Trecho fornecido =
O recente caso da queda de 23% nas ações da Raia Drogasil, uma das maiores redes de farmácias do Brasil, vai muito além dos números do mercado financeiro. Ele escancara uma dura realidade das empresas brasileiras: a criminalidade se tornou um componente direto do ambiente de negócios.
E o caso dos furtos em massa de Ozempic e medicamentos similares revela como o crescimento de um mercado pode ser sufocado por falhas estruturais, que vão desde segurança pública até a ausência de políticas eficazes de enfrentamento ao crime organizado.
Conforme os relatórios divulgados, metade da queda nas margens da Raia Drogasil veio do aumento de furtos. A provisão da empresa para perdas com roubos cresceu impressionantes 671% em apenas um ano. O impacto foi tão severo que a margem líquida da companhia caiu para 1,6%, um patamar muito baixo para um setor que já opera com margens apertadas.
Esse tipo de perda vai muito além de um prejuízo pontual: ele compromete a capacidade de investimento, reduz a confiança do investidor e obriga o empresário a tomar decisões difíceis, como reduzir estoques de produtos visados ou investir em segurança privada.
O caso do Ozempic se destaca por reunir duas características que o tornam um alvo preferencial para o crime: alta demanda e alto valor agregado. O medicamento, inicialmente usado no tratamento de diabetes tipo 2 e que passou a ser procurado em massa por seu efeito emagrecedor, teve um crescimento explosivo nas vendas, saltando para R$ 3,7 bilhões no Brasil em 2024.

O esperado = Dê sequência ao texto sobre os furtos de Ozempic e a queda das ações da Raia Drogasil, começando logo após a última frase apresentada.

Informações =
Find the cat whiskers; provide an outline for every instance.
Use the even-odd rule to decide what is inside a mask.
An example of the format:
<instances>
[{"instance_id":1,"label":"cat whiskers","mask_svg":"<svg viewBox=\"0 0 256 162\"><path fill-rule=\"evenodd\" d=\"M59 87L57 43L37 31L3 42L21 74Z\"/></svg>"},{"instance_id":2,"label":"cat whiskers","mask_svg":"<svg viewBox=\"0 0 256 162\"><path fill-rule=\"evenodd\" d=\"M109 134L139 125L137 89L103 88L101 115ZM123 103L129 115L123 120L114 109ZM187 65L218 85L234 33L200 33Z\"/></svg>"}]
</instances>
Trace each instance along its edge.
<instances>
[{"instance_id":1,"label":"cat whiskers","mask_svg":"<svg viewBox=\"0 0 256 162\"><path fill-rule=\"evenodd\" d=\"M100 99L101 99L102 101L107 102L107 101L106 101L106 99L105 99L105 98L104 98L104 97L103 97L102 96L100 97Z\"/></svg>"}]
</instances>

Resposta do exercício =
Com uma única caneta custando mais de R$ 1.000, tornou-se um produto visado por quadrilhas, principalmente para revenda no mercado ilegal. Conforme os dados da Anvisa, o desvio de canetas de Ozempic dobrou entre 2023 e 2024, o que confirma que se trata de um fenômeno em ascensão. Esse tipo de criminalidade não só representa um prejuízo direto para farmácias, mas também alimenta um mercado paralelo que opera sem qualquer controle sanitário ou tributário, colocando em risco a saúde pública e o comércio formal.
Ozempic e o Mercado Global
Em contraste com a realidade brasileira, a fabricante do Ozempic, a dinamarquesa Novo Nordisk, vive um momento de valorização e destaque global. Com ações que se valorizaram mais de 400% nos últimos cinco anos e um valor de mercado acima dos US$ 500 bilhões, a empresa tornou-se a mais valiosa da Europa.
Na Dinamarca, o impacto positivo da empresa sobre o PIB é tão relevante que o governo local passou a divulgar dois tipos de dados: com e sem o setor farmacêutico, isolando o chamado “efeito Ozempic” para ter uma visão mais clara da economia nacional.
Essa comparação ajuda a entender o quanto o ambiente institucional de um país influencia como as empresas crescem e geram valor. Em países com segurança pública eficiente, respeito à lei e estímulo ao empreendedorismo, o crescimento de um setor produtivo é uma oportunidade coletiva.
No Brasil, infelizmente, ele se transforma em um problema a ser gerenciado com custos adicionais e riscos operacionais. O caso da Raia Drogasil reforça um padrão já conhecido por empresários que atuam no Brasil: onde há valor, há ameaça.
O Custo Invisível do Crime
A presença do crime organizado, a impunidade e a lentidão na resposta estatal criam um “custo invisível” que corrói margens, afasta investimentos e prejudica a criação de empregos. Não se trata apenas de uma questão de policiamento ou de reforço de segurança. O que está em jogo é a viabilidade de manter um negócio saudável em um ambiente que pune quem gera riqueza.
Quando uma empresa precisa escolher entre reforçar seus sistemas de segurança ou deixar de vender produtos muito demandados, algo está errado. Não se trata de má gestão, mas de um sistema que penaliza o sucesso. Essa dinâmica cria um ciclo vicioso: menos investimento, menos expansão, menos empregos e, no fim, menos crescimento econômico.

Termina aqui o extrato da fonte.